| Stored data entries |
-=-=-=-=-

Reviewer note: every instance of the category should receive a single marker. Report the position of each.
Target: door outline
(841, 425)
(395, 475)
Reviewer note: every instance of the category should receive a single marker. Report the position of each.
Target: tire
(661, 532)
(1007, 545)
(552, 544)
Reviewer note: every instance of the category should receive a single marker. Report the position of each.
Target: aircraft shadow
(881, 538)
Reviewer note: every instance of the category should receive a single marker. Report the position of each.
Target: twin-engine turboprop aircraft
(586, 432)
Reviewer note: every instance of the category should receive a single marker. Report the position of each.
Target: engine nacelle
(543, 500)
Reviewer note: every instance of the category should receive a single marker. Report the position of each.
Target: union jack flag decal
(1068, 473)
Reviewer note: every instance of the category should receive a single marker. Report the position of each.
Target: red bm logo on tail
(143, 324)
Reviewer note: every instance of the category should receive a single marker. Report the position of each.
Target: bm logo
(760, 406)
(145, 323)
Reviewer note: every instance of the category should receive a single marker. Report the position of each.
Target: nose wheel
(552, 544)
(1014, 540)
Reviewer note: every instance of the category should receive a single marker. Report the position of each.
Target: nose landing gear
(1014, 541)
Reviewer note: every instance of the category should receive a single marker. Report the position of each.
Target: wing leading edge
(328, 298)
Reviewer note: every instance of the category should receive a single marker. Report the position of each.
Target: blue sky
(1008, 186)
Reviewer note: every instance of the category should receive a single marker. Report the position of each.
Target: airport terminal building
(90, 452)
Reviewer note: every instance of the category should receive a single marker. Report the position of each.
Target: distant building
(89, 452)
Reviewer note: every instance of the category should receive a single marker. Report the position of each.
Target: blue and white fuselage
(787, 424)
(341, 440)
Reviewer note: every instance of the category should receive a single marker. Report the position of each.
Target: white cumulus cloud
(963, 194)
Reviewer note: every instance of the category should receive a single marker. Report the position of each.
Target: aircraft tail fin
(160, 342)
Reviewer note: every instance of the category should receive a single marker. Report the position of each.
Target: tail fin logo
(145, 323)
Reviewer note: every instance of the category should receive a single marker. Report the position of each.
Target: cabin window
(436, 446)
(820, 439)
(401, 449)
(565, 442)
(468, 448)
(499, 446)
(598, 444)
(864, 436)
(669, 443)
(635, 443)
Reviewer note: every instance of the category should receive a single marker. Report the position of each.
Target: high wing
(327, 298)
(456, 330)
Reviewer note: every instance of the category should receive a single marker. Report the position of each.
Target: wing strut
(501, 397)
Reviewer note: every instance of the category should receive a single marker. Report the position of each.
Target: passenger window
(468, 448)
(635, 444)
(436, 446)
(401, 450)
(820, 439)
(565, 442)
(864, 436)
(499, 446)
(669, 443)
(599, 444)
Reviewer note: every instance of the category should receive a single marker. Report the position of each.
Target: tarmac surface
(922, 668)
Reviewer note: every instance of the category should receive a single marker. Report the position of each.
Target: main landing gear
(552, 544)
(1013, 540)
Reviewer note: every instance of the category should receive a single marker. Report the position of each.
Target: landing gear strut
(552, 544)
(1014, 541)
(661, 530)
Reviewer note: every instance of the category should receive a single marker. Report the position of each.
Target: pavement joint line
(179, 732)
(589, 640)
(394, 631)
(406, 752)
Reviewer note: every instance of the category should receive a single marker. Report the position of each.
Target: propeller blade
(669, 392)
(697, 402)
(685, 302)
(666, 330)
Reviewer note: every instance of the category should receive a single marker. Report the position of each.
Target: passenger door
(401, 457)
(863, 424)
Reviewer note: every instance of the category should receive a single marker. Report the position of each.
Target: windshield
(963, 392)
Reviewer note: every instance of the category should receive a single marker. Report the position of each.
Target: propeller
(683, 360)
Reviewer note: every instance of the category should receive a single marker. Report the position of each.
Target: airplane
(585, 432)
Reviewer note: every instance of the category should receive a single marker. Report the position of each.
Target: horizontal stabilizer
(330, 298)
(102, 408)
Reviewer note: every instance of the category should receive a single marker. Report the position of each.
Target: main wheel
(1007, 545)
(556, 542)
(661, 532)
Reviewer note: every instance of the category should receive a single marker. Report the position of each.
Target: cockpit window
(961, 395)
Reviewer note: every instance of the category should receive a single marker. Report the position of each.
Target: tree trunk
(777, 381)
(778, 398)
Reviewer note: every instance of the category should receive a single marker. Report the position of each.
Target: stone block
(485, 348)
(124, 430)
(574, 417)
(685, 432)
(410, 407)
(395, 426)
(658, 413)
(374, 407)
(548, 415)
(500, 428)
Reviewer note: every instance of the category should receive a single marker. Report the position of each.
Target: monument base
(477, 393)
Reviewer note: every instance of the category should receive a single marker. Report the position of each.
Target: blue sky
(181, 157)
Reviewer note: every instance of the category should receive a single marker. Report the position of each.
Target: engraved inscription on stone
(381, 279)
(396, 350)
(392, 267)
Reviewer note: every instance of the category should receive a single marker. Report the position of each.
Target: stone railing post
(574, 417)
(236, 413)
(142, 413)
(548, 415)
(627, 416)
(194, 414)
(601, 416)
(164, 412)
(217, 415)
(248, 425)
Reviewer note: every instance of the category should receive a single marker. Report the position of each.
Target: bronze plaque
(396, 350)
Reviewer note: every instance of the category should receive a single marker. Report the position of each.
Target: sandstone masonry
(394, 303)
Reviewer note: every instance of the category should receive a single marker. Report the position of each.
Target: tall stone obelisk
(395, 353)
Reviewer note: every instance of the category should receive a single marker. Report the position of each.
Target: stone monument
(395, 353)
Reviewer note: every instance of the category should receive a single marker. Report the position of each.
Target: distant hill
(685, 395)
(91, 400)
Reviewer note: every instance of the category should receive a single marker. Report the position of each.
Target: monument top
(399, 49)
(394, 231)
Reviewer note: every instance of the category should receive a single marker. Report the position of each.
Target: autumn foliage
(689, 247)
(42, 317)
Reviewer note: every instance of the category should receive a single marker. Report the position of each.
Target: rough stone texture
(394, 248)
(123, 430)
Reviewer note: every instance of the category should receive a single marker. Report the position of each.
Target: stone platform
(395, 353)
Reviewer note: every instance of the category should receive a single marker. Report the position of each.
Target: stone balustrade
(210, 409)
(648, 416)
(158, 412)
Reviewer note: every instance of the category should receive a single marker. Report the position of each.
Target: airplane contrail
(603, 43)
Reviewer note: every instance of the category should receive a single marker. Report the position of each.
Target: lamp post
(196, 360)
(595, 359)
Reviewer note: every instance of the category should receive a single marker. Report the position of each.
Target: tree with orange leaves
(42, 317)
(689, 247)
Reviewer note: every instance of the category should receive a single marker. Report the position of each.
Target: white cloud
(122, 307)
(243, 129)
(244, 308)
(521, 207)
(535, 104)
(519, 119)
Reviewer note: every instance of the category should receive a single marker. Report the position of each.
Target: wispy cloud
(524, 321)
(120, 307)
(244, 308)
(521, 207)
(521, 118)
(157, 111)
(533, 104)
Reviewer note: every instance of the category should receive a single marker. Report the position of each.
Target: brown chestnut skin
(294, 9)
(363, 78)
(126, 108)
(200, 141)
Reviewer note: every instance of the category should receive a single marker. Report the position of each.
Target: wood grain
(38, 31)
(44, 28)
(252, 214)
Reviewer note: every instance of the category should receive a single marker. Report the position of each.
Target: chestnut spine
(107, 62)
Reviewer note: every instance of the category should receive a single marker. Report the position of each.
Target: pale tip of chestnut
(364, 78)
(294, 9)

-=-=-=-=-

| YOUR TASK |
Print all of the entries exactly as they appear.

| WRITTEN RESPONSE |
Reviewer note: every instance of the category should receive a single marker. Report the position of each.
Target: door outline
(841, 425)
(395, 475)
Reviewer note: every instance of the category should receive a single marker. Report the position of each.
Target: tire
(661, 532)
(1007, 545)
(552, 544)
Reviewer note: every instance of the category should receive a single marker. Report the position of each.
Target: aircraft shadow
(881, 538)
Reviewer note: every instance of the category should receive a single marker. Report the position of each.
Target: twin-engine turboprop aircraft
(586, 432)
Reviewer note: every instance of the category should receive a single marker. Report the position of each.
Target: engine nacelle
(543, 500)
Reviewer note: every instance of the category should receive a single marker. Report the position of each.
Target: union jack flag decal
(1068, 473)
Reviewer note: every instance of the category should receive a single marker. Report the position of each.
Target: red bm logo on tail
(143, 324)
Reviewer note: every instance of the category should receive a single marker. Report the position of each.
Target: bm logo
(760, 406)
(145, 323)
Reviewer note: every instance of the category should receive a single marker. Report the position of each.
Target: nose wheel
(552, 544)
(1014, 540)
Reviewer note: every instance of the category should receive a single marker. Report the position of each.
Target: nose landing gear
(1014, 541)
Reviewer note: every instance of the category should receive a single marker. Report the position of each.
Target: wing leading edge
(328, 298)
Reviewer note: every instance of the category should receive a single marker. Report the position of each.
Target: blue sky
(1008, 186)
Reviewer note: every instance of the category should receive a single marker. Report the position of each.
Target: airport terminal building
(90, 452)
Reviewer note: every instance of the category should receive a single marker. Report the position of each.
Target: distant building
(89, 452)
Reviewer note: every instance of the category should receive a single marker. Report the position of each.
Target: blue and white fuselage
(787, 424)
(341, 440)
Reviewer note: every instance of the category should receive a single marker. Report the position of each.
Target: white cumulus cloud
(963, 194)
Reviewer note: every instance of the category should receive a single marker. Report the position of each.
Target: aircraft tail fin
(160, 342)
Reviewer note: every instance of the category should receive a single marker. Report the position of each.
Target: tail fin logo
(145, 323)
Reviewer note: every instance of the category should receive a single marker. Report the position of each.
Target: cabin window
(436, 446)
(820, 439)
(401, 449)
(565, 442)
(468, 448)
(499, 446)
(598, 444)
(864, 436)
(669, 443)
(635, 443)
Reviewer note: every instance of the category should receive a single marker. Report the position of each.
Target: high wing
(327, 298)
(456, 330)
Reviewer note: every instance of the category should receive a single marker. Report the position of each.
Target: wing strut
(501, 397)
Reviewer note: every instance of the category should receive a single marker. Report the position of each.
Target: passenger window
(468, 448)
(635, 444)
(436, 446)
(401, 450)
(820, 439)
(565, 442)
(864, 436)
(499, 446)
(669, 443)
(599, 444)
Reviewer note: every instance of the category should receive a single marker. Report the position of each.
Target: tarmac surface
(922, 668)
Reviewer note: every instance of the category should receive a single marker. Report the position of each.
Target: main landing gear
(552, 544)
(1013, 540)
Reviewer note: every instance of the category should receive a single marker. Report the position of each.
Target: landing gear strut
(552, 544)
(1014, 541)
(661, 530)
Reviewer note: every instance of the category should receive a single marker. Report the position of each.
Target: pavement joint line
(179, 732)
(589, 640)
(394, 631)
(406, 752)
Reviewer note: every instance of the category should receive a single marker. Report the position of each.
Target: propeller blade
(669, 392)
(697, 402)
(685, 302)
(666, 330)
Reviewer note: every instance of the category should receive a single marker. Report the position of each.
Target: passenger door
(401, 457)
(863, 424)
Reviewer note: every instance of the category should receive a single marker. Report the position of each.
Target: windshield
(963, 392)
Reviewer note: every instance of the category should receive a single marker. Report the position of each.
Target: propeller
(683, 360)
Reviewer note: every instance of the category should receive a single marker. Report the position of each.
Target: airplane
(585, 432)
Reviewer note: every instance of the category should receive a single marker. Report the position of each.
Target: horizontal stabilizer
(330, 298)
(102, 408)
Reviewer note: every instance of the category should receive a single marker. Report the position of each.
Target: main wheel
(1007, 545)
(556, 542)
(661, 532)
Reviewer note: every instance of the category should receive a single marker. Report the position of each.
Target: cockpit window
(961, 395)
Reviewer note: every instance of the category should receive a single marker. Report the position of each.
Target: tree trunk
(777, 381)
(778, 398)
Reviewer note: every instance of the category should receive a single marker. Report the position of each.
Target: stone block
(485, 348)
(124, 430)
(574, 417)
(685, 432)
(410, 407)
(395, 426)
(658, 413)
(374, 407)
(548, 415)
(500, 428)
Reviewer note: every instance of the category should receive a single marker. Report the position of each.
Target: monument base
(477, 393)
Reviewer note: every instance of the category should receive a single marker. Report the position of each.
Target: blue sky
(181, 157)
Reviewer note: every instance of the category should receive a single marker. Report the position of each.
Target: engraved inscription on stone
(381, 279)
(396, 350)
(392, 267)
Reviewer note: every instance of the category should receive a single marker. Report the position of each.
Target: stone railing post
(574, 417)
(236, 413)
(142, 413)
(548, 415)
(627, 416)
(194, 414)
(601, 416)
(164, 412)
(217, 415)
(248, 425)
Reviewer note: every instance of the category should receive a single marker. Report the position of each.
Target: bronze plaque
(396, 350)
Reviewer note: every instance of the category should receive a single marker. Report the position of each.
Target: sandstone masonry
(394, 303)
Reviewer note: every instance of the category should receive a single marker. Report the position of each.
Target: tall stone obelisk
(395, 353)
Reviewer note: every instance of the category should receive a single marker. Report the position of each.
Target: stone monument
(395, 353)
Reviewer note: every instance of the category should receive a single marker. Report the position of each.
Target: distant hill
(685, 395)
(91, 400)
Reviewer note: every instance of the category should receive a single marker. Report the position of each.
Target: monument top
(399, 49)
(394, 231)
Reviewer note: every instance of the category should receive a single marker. Report the position of each.
Target: autumn foliage
(689, 247)
(42, 317)
Reviewer note: every instance of the category should receive a single marker. Report the position of each.
Target: rough stone texture
(394, 248)
(123, 430)
Reviewer note: every instance of the category should receive a single marker. Report the position of each.
Target: stone platform
(395, 353)
Reviewer note: every instance of the category should receive a single marker. Report the position of each.
Target: stone balustrade
(210, 409)
(648, 416)
(158, 412)
Reviewer note: every instance of the category should receive a single marker. Report the position of each.
Target: airplane contrail
(603, 43)
Reviewer note: every instance of the category should receive a single marker. Report the position of each.
Target: lamp post
(196, 360)
(595, 359)
Reviewer note: every instance of the category should receive a single marker. Report the position of each.
Target: tree with orange leaves
(42, 317)
(689, 247)
Reviewer note: every instance of the category should receive a single marker. Report the position of each.
Target: white cloud
(122, 307)
(243, 129)
(244, 308)
(521, 207)
(535, 104)
(519, 119)
Reviewer note: every instance of the category should receive a single marker. Report the position of each.
Target: wispy cloud
(524, 321)
(120, 307)
(244, 308)
(521, 207)
(521, 118)
(157, 111)
(533, 104)
Reviewer note: every instance of the category should receive a single marker. Report the position of each.
Target: brown chestnut skin
(294, 9)
(363, 78)
(126, 108)
(200, 141)
Reviewer note: every instance of the category should receive a single marker. Report the position of each.
Target: wood grain
(38, 31)
(44, 28)
(252, 214)
Reviewer note: every instance of the category should receive a single marker. Report the position of each.
Target: chestnut spine
(107, 62)
Reviewer note: every instance of the category should receive a single marker. Report the position of each.
Target: pale tip of chestnut
(364, 78)
(294, 9)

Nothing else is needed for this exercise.